No contexto cearense, vale lembrar os espetáculos Dionisíacos, apresentados no Theatro José de Alencar em 2011, os quais deixaram espectadores curiosos, chocados ou perplexos. O coreógrafo da Companhia Dita coloca em pauta a mesma referência mitológica ao comentar uma das criações precedentes da companhia como sendo um “momento de celebração, quase um culto a Dionísio”. Aqui também pode-se identificar uma certa ideia de libertação ou liberdade individual, conforme o texto de apresentação do espetáculo:
Transitando pelos territórios da pornografia e do erotismo, propomos uma relação de olhar e entendimento ainda mais íntima do corpo. O trabalho lida diretamente com a construção de imagens (horas impactantes, noutras pouco habituais) e com os percursos individuais de seus performers. Criando assim um corpo liberto-libertino e libertário.3
Da mesma maneira, um dos comentários nas redes sociais de um espectador entusiasta relaciona explicitamente essa criação à afirmação e defesa da liberdade individual:
Parabéns! maravilha ver-ouvir-ler algo assim exatamente no momento em que vivemos, de repressão das liberdades individuais. (publicação de um usuário do Facebook do coreógrafo, acessado em 10.09.2016)
Esse tipo de associação entre o corpo nu e a liberdade parece encontrar eco em inúmeras falas de artistas. No seu estudo da utilização do próprio corpo como suporte para arte no século XX, em particular a Body Art, Andrea Pessutti Rampini explica que “o corpo é concebido como a única posse e como território do exercício da liberdade individual” (Rampini, 2010).
Na dança contemporânea, a ideia de liberdade refere-se também a uma forma de contestação contra a dominação histórica da técnica disciplinadora do ballet. De modo geral, os artistas cearenses de dança contemporânea que abordam a nudez foram influenciados pelas criações apresentadas na Bienal Internacional de Dança do Ceará por artistas de fora, sobretudo franceses, que trouxeram com eles certa rejeição do virtuoso com a “intenção de expor o corpo no limite da competência técnica”.4 É neste sentido que surge um discurso em torno da nudez no âmbito da dança contemporânea no Estado do Ceará.
Associada ao erotismo como “força humana animal”, a nudez representa ao mesmo tempo o que tem de mais íntimo em cada ser humano e como tal, também o que tem de mais universalmente humano. Conforme Bataille (1980), filósofo que inspirou o coreógrafo do Corpornô, essa animalidade intrínseca à nossa humanidade é inalienável do erotismo.

-=-=-

SEU OBJETIVO:
Por favor, cite fielmente o trecho do texto sobre a nudez na dança contemporânea cearense, com tudo o que vai de "Na dança contemporânea, a" até "Estado do Ceará.".

-=-=-

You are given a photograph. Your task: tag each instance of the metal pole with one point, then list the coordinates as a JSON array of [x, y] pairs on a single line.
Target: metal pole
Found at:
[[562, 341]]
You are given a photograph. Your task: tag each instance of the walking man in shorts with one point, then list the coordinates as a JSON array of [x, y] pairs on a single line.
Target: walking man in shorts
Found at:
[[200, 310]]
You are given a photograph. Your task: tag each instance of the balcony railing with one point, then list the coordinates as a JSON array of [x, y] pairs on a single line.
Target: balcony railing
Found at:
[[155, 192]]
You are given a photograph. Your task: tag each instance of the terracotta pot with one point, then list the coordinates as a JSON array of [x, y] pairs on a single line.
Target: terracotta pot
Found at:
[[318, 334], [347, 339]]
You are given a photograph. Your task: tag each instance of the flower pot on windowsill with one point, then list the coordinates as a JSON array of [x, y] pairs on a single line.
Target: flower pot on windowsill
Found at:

-=-=-

RESPOSTA DO EXERCÍCIO:
Na dança contemporânea, a ideia de liberdade refere-se também a uma forma de contestação contra a dominação histórica da técnica disciplinadora do ballet. De modo geral, os artistas cearenses de dança contemporânea que abordam a nudez foram influenciados pelas criações apresentadas na Bienal Internacional de Dança do Ceará por artistas de fora, sobretudo franceses, que trouxeram com eles certa rejeição do virtuoso com a “intenção de expor o corpo no limite da competência técnica”.4 É neste sentido que surge um discurso em torno da nudez no âmbito da dança contemporânea no Estado do Ceará.